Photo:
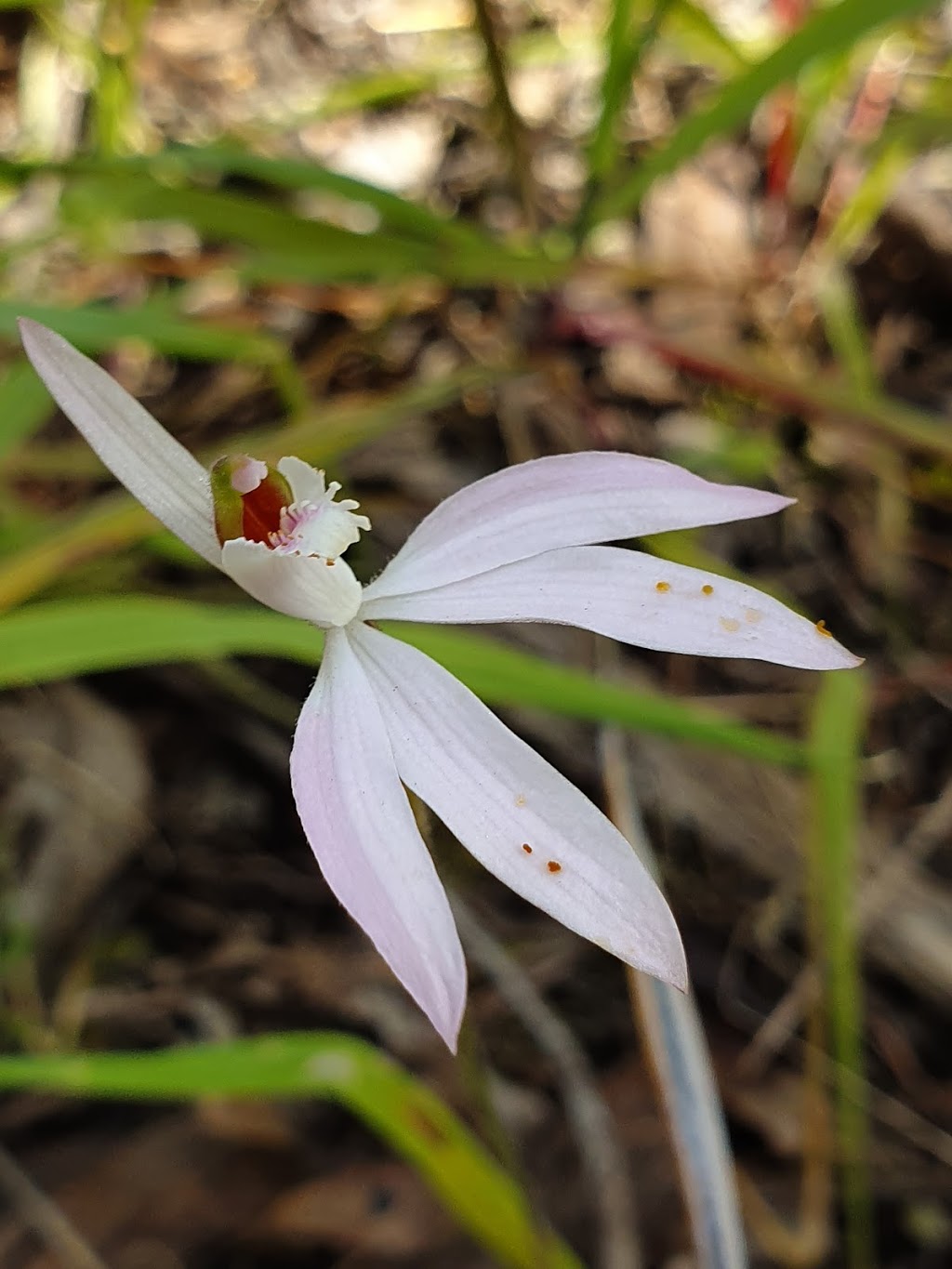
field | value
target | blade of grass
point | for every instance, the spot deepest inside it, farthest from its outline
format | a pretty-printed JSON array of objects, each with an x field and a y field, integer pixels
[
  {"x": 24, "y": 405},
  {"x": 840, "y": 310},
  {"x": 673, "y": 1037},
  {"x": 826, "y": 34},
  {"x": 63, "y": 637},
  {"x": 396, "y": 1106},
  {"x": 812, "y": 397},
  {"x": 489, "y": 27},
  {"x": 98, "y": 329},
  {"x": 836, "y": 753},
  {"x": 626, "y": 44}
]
# # # # #
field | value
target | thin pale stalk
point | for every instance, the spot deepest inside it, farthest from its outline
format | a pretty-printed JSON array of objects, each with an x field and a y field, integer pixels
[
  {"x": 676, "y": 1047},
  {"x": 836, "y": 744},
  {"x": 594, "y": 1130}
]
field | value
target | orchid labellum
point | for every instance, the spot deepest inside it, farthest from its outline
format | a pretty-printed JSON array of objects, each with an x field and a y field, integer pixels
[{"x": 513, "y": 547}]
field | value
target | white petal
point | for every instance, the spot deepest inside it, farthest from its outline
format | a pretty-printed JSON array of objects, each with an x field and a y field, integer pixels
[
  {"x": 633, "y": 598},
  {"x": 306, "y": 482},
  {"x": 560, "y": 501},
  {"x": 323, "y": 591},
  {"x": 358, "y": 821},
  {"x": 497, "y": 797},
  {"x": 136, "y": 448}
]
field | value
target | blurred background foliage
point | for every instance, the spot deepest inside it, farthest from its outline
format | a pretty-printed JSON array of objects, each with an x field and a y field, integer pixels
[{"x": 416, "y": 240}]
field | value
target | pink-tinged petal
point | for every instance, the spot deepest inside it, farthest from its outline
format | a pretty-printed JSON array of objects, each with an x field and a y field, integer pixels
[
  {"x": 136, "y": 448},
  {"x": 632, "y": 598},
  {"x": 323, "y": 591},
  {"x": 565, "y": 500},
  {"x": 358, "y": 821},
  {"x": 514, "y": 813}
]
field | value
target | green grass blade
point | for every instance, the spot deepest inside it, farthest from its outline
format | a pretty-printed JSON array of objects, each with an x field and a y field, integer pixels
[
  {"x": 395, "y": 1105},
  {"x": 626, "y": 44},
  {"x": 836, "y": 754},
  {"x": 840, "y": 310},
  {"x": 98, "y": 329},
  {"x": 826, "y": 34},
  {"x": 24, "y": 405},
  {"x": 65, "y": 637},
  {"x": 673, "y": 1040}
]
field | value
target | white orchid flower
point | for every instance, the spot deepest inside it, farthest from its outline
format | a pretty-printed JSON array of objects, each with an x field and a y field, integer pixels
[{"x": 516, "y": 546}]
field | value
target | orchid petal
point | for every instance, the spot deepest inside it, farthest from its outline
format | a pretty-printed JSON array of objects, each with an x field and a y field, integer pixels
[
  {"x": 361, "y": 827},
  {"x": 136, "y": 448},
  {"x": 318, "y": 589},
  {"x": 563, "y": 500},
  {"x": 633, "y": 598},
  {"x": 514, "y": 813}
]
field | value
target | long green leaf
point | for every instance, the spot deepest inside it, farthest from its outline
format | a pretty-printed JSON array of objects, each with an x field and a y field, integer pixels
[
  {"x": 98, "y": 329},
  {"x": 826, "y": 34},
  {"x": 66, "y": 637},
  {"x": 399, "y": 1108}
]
# # # # #
▶ [Problem requirements]: State how many lines of the listing contain the string "white" when case is significant, and reply with the number alone.

▶ [Full output]: 2